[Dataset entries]
★ ★ ★ ★

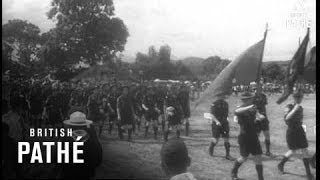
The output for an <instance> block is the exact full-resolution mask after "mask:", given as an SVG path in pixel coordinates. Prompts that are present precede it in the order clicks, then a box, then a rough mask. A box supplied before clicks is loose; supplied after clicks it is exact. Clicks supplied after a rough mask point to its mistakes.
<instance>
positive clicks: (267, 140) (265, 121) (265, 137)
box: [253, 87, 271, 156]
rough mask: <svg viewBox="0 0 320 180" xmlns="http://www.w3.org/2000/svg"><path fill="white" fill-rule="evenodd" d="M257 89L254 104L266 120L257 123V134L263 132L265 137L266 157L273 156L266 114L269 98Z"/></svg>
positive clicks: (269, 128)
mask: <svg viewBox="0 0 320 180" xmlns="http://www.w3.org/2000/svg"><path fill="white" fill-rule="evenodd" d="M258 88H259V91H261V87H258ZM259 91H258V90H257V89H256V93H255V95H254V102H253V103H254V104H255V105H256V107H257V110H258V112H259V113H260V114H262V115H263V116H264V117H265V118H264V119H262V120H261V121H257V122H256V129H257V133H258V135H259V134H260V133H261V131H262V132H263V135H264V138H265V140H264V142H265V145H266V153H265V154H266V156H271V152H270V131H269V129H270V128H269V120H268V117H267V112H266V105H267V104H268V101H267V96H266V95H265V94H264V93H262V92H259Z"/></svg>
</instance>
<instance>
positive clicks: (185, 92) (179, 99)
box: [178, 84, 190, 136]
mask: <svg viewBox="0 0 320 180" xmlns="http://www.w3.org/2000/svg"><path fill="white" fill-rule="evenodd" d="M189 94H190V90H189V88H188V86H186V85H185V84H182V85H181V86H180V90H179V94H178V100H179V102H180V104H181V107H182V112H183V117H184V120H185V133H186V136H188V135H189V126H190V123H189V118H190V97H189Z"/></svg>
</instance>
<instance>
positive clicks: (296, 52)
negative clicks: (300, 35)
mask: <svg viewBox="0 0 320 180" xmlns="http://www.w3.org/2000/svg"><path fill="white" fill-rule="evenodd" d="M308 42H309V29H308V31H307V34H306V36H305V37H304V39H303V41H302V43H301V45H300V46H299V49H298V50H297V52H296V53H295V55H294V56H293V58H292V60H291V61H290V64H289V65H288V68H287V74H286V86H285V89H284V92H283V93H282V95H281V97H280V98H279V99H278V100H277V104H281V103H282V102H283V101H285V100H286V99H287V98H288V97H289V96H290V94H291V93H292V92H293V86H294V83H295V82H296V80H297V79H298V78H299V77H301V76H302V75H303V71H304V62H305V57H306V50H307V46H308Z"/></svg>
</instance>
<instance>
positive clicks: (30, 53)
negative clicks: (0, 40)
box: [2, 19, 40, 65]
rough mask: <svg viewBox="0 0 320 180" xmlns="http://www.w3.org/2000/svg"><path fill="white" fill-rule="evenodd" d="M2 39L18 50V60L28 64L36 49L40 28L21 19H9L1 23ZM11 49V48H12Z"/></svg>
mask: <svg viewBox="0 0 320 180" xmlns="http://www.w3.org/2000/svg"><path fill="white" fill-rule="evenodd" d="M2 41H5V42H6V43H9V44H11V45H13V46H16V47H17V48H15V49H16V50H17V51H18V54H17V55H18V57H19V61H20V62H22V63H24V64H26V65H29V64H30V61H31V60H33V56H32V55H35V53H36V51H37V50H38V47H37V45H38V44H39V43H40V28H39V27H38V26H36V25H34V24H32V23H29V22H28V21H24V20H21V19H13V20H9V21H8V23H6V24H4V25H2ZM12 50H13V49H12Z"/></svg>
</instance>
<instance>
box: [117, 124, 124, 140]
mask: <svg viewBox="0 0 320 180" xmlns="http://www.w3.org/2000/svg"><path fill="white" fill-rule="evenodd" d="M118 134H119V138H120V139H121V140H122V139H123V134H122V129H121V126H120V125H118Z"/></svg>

★ ★ ★ ★

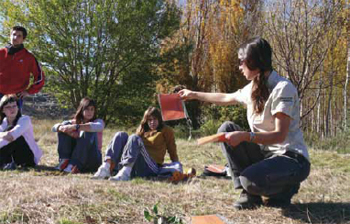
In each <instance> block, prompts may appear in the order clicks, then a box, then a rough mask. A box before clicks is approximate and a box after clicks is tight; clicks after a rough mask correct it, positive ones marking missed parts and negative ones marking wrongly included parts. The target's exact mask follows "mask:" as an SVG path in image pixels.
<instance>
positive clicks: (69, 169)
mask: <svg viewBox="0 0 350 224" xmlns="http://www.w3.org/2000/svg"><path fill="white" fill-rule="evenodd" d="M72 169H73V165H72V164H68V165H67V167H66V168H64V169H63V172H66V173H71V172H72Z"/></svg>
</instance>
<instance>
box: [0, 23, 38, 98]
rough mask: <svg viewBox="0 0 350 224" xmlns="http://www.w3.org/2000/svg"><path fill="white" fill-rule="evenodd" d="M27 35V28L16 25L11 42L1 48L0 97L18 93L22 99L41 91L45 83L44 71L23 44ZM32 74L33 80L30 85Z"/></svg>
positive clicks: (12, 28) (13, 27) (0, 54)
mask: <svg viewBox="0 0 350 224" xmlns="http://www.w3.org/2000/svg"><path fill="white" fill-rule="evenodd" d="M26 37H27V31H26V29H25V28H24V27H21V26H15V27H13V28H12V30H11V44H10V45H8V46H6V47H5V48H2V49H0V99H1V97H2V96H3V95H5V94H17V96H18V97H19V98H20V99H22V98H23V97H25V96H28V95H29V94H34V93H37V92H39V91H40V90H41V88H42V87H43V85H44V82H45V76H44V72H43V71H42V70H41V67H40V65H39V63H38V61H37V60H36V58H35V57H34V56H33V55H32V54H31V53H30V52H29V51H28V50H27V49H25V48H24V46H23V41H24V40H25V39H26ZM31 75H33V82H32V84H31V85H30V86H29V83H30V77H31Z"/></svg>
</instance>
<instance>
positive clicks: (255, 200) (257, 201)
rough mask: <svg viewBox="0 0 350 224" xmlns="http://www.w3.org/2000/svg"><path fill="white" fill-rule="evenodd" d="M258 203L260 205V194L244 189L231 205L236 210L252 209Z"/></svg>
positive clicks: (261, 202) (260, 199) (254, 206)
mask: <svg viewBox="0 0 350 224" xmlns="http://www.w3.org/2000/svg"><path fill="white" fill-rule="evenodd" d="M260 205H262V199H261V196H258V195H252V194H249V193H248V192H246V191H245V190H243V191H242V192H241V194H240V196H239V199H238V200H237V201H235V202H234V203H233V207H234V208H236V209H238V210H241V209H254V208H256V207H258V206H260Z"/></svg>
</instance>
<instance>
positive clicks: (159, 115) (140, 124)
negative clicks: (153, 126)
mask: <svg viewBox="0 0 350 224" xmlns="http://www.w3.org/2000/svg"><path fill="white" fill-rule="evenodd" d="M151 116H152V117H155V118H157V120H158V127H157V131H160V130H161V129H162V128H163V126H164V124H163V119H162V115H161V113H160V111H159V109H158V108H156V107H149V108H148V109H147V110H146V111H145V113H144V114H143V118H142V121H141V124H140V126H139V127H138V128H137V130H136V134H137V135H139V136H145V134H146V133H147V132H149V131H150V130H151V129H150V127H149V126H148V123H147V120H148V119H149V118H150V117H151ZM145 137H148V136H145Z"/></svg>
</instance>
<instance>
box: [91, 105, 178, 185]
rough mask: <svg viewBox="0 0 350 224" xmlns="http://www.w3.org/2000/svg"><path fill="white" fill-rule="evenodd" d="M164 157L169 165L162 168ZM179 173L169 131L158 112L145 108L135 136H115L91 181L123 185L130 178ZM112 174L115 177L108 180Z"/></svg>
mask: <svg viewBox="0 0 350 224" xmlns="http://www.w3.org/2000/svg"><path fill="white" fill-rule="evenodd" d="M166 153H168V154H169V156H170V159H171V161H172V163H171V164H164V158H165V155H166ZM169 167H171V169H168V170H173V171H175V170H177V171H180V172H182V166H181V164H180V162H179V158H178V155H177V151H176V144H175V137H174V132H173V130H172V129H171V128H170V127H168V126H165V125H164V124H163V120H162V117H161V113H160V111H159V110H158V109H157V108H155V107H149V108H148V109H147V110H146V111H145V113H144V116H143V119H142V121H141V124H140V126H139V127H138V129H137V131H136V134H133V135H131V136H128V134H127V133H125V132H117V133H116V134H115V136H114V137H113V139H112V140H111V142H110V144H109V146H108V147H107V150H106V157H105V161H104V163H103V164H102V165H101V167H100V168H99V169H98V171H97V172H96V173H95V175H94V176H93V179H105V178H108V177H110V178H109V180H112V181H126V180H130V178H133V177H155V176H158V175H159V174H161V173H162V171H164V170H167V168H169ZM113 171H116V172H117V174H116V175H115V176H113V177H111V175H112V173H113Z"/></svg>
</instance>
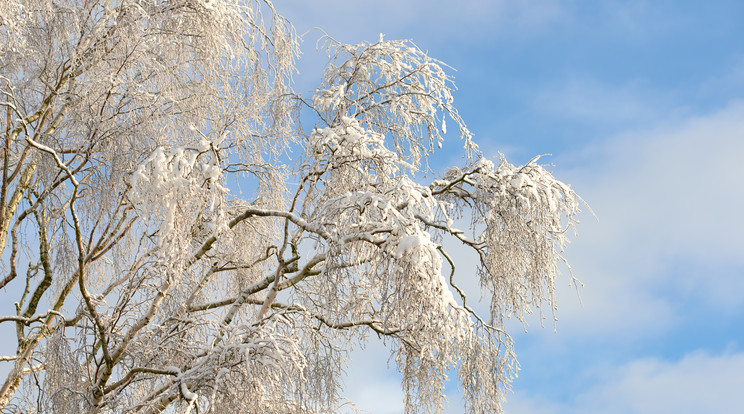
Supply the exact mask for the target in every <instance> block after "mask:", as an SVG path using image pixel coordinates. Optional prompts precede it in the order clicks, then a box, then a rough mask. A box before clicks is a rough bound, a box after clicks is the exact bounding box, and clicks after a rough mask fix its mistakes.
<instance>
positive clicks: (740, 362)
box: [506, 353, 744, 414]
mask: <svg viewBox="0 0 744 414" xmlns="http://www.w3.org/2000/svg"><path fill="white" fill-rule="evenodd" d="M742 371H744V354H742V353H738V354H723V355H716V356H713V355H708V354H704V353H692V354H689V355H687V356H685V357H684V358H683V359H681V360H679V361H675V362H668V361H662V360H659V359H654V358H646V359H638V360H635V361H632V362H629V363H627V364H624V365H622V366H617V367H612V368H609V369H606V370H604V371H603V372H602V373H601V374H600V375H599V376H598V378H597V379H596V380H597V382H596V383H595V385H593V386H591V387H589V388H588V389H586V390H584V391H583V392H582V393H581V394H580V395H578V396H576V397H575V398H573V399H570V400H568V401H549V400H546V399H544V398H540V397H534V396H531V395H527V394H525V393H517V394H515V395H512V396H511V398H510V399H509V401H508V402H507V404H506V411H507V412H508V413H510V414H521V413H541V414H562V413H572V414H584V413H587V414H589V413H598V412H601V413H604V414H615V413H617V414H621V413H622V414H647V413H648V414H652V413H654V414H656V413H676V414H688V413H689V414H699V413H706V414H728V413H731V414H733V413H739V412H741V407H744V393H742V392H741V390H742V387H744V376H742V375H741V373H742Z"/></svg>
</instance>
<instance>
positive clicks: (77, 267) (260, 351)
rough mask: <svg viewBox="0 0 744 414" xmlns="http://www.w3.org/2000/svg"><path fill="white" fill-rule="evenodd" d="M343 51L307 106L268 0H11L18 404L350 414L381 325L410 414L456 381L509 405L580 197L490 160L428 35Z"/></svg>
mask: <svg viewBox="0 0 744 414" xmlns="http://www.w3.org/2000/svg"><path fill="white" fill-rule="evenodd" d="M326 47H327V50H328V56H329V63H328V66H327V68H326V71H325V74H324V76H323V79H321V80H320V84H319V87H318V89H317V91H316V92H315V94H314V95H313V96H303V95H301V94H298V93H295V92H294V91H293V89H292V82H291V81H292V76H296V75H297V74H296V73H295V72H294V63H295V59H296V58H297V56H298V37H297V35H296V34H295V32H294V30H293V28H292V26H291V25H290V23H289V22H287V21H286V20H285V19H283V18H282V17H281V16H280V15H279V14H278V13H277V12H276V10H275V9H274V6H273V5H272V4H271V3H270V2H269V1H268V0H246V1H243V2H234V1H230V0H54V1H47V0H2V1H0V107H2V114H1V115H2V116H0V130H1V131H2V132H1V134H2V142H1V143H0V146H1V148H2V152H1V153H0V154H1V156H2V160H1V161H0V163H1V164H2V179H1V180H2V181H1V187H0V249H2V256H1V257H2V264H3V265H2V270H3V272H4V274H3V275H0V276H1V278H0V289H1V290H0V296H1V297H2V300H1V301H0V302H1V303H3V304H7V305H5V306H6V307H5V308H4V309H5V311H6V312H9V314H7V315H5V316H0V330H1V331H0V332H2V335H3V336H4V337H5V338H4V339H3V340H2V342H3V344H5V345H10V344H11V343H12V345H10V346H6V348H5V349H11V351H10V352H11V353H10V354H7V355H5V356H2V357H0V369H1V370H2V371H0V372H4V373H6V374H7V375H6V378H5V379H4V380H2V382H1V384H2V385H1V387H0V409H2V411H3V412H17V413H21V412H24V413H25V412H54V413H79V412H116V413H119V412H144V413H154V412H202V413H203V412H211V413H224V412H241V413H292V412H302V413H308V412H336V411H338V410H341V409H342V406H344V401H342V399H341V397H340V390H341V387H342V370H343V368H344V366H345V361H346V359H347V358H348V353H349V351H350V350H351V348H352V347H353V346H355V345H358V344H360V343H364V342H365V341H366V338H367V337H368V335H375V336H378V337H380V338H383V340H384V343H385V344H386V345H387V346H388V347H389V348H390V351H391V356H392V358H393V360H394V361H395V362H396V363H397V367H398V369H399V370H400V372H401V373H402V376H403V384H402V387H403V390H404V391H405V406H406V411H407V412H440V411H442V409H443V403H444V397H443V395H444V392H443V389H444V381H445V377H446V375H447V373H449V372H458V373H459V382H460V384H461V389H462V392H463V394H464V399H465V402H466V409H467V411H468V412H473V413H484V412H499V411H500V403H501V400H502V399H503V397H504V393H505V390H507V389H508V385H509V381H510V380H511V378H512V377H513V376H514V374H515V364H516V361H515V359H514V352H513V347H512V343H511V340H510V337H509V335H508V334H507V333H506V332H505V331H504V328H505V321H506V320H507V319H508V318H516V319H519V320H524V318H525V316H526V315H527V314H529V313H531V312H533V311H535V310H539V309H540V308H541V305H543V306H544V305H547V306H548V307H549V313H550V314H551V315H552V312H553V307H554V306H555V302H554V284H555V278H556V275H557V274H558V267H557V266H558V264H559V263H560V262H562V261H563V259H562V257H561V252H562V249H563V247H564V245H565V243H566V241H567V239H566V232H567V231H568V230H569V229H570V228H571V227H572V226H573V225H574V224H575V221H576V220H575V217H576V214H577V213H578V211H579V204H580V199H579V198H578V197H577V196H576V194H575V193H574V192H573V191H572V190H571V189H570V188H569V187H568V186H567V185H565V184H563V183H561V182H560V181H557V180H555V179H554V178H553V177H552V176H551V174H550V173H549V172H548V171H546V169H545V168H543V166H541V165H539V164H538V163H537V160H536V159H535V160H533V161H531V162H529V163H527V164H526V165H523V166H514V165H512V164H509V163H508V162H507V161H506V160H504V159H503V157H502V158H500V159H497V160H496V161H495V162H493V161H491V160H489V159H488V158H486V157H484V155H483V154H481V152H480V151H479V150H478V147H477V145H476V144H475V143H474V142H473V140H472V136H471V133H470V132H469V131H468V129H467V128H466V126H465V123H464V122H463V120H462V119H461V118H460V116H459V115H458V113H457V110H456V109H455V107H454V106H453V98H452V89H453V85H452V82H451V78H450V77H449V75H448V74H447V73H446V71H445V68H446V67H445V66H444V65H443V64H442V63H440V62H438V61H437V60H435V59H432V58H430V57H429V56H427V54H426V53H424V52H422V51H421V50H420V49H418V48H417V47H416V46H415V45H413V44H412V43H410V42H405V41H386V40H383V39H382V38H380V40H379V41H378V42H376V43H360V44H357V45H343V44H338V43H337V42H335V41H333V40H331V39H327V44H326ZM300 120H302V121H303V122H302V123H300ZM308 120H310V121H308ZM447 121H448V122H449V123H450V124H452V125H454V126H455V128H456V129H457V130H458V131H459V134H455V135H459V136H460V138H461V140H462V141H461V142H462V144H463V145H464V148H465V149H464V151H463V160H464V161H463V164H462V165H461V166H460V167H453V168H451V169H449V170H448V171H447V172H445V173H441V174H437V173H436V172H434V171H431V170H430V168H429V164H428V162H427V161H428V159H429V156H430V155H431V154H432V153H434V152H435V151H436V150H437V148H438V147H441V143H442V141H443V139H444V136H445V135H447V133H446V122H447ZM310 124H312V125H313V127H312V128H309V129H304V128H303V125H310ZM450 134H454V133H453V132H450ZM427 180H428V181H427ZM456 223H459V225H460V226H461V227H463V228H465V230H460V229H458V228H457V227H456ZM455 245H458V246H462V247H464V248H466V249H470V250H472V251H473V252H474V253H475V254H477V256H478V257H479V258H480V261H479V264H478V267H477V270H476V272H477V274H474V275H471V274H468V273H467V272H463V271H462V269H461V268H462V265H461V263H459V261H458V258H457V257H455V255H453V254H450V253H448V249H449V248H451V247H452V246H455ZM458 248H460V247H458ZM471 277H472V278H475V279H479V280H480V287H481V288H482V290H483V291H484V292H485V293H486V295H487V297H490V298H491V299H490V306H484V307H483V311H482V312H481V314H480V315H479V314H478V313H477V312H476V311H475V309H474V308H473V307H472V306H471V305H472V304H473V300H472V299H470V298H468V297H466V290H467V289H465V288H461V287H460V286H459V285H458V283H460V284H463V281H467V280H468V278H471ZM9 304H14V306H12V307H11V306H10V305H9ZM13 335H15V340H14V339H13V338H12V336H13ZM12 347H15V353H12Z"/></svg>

★ ★ ★ ★

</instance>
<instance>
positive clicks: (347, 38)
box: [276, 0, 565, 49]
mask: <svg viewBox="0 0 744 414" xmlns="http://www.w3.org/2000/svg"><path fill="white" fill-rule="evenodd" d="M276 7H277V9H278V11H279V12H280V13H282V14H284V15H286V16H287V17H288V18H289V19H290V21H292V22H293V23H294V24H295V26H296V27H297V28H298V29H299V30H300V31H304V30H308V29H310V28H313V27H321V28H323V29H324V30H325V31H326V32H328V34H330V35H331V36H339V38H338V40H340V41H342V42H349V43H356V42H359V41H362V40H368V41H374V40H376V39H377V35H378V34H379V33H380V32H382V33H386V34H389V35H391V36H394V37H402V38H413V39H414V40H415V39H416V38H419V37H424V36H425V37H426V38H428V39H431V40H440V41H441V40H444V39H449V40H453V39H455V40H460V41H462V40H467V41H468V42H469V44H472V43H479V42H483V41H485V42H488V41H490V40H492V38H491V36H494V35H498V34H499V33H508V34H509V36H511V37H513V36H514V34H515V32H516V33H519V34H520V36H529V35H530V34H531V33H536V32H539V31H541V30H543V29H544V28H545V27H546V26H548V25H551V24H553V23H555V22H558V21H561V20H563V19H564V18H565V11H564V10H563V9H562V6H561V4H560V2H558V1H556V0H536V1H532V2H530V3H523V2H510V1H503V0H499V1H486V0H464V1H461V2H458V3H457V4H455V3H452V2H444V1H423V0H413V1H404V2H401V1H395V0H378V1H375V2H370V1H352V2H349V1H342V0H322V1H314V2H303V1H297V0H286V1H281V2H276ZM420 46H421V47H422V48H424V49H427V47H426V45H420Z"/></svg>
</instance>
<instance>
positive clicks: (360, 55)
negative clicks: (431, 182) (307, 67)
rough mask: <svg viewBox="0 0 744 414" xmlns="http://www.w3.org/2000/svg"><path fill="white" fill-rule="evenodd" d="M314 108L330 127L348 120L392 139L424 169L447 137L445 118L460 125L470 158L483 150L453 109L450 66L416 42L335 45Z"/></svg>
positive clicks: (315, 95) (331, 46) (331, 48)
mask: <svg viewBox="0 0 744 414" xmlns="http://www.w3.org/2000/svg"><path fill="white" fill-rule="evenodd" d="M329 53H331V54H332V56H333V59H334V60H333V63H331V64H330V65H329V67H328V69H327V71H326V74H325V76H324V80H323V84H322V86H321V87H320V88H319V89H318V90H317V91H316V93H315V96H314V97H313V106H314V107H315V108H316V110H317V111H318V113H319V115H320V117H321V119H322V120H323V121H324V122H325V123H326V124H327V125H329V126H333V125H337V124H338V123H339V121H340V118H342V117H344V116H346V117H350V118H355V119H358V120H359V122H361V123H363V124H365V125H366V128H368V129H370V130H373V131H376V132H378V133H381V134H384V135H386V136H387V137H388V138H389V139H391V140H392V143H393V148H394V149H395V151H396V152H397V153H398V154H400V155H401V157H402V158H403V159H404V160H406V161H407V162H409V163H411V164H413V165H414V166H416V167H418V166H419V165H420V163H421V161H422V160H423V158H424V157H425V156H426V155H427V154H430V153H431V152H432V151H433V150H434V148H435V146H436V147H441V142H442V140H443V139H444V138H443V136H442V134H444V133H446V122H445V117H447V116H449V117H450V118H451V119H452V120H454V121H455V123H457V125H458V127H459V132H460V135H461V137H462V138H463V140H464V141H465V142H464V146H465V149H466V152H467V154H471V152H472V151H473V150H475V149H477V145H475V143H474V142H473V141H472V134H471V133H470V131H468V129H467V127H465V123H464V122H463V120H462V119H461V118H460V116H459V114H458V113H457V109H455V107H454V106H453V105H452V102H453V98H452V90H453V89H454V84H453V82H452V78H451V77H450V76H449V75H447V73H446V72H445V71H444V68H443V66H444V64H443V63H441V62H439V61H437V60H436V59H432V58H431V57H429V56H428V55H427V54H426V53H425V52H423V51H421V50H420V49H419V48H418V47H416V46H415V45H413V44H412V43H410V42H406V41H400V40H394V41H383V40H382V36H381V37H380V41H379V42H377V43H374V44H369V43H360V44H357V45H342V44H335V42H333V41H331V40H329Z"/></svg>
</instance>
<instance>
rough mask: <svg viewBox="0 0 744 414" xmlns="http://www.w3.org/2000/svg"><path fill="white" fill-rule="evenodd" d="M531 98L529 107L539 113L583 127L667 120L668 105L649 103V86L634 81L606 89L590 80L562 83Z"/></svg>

★ ★ ★ ★

**EXERCISE OBJECTIVE**
Count the lines of the records that contain the word "after". Reply with the number only.

**RESULT OF THE EXERCISE**
3